• **Required work**
Output, please, every line from the line that holds "Put a marker on every instance of the dark car" to the end, exactly as written.
....................
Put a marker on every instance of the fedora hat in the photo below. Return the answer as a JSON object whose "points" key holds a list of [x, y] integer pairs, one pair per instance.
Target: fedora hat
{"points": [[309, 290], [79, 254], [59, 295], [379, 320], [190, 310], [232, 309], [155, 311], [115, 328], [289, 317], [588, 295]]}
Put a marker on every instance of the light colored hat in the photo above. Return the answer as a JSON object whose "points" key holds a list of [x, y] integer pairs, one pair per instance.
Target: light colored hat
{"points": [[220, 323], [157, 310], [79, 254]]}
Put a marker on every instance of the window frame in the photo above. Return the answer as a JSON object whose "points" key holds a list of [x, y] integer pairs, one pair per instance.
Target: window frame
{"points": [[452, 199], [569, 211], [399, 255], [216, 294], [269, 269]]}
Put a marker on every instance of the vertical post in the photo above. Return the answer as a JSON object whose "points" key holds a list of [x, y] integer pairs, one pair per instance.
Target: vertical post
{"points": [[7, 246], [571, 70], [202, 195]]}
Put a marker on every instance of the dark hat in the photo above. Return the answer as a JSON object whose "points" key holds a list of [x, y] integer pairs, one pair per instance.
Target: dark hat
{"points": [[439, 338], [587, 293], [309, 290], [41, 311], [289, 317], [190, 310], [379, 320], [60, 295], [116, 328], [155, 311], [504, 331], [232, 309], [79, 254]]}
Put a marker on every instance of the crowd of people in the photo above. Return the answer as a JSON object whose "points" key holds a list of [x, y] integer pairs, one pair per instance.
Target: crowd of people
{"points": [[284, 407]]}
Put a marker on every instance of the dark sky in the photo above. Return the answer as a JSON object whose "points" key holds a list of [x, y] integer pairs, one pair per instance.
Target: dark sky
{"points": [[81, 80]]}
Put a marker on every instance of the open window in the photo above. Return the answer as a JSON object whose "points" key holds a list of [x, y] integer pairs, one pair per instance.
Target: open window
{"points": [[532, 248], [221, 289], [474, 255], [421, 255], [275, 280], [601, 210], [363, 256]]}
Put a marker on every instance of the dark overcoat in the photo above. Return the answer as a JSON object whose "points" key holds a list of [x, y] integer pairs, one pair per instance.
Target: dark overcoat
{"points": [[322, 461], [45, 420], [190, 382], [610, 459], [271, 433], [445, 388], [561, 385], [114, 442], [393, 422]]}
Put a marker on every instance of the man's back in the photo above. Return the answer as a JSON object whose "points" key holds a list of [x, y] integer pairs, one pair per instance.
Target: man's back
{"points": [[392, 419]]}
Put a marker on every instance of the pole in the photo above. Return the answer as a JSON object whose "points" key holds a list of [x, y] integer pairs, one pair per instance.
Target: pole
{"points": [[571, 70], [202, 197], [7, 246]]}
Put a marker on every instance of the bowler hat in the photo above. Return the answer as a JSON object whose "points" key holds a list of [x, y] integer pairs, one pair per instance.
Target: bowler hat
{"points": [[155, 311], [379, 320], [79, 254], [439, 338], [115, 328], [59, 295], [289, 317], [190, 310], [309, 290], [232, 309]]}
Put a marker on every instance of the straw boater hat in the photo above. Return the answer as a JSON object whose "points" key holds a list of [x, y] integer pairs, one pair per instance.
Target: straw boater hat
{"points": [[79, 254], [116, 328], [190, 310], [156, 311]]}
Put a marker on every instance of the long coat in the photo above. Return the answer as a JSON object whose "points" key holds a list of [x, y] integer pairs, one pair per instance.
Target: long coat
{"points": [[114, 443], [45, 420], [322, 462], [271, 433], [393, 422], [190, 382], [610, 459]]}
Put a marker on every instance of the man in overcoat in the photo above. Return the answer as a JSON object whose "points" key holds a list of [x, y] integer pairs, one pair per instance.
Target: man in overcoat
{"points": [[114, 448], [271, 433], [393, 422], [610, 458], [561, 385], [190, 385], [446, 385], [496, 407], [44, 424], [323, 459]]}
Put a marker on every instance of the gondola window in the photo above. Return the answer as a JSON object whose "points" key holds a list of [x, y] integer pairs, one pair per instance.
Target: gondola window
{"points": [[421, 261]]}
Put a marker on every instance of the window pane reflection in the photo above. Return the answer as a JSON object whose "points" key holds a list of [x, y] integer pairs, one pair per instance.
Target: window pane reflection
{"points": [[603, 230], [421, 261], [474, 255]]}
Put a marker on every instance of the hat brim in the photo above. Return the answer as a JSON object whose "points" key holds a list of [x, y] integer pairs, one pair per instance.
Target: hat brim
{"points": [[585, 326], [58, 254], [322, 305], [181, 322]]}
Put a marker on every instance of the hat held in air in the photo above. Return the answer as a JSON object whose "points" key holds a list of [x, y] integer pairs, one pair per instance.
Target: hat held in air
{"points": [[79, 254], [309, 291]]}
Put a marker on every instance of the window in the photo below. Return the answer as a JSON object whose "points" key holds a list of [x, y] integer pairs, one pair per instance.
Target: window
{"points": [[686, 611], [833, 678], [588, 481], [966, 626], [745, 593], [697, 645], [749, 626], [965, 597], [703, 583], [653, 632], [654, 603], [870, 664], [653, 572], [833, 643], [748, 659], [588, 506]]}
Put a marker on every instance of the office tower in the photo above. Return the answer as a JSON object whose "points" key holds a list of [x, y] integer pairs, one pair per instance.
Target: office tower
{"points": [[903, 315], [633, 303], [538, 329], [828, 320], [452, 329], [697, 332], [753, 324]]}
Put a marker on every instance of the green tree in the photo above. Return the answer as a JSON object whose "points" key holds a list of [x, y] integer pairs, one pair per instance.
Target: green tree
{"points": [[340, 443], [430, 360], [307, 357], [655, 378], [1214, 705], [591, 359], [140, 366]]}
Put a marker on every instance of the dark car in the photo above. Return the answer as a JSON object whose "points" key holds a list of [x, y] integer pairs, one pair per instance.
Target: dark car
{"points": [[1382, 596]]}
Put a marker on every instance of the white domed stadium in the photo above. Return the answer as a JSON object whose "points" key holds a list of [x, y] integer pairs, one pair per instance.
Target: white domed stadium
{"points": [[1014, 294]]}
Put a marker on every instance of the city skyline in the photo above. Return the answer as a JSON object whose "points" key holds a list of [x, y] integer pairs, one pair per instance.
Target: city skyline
....................
• **Response for this exercise**
Put a marker on every instance of the dark car in the photo above. Return the answer as a JSON object whose "points" key holds a list of [x, y] integer pairs, one pair per instance.
Target: dark car
{"points": [[1382, 596]]}
Put a marker on every instance of the white domed stadium in the photo above. Return the answer as a JSON object whose "points" key holds a list of [x, y] integer pairs, one pair per instance.
Target: white domed stadium
{"points": [[1014, 294]]}
Put a marker on every instance of the city skyline in the photo above. Return the answer as a JSON object whose "points" key holds a list of [x, y] integer pairs, one pair per instance.
Target: city skyline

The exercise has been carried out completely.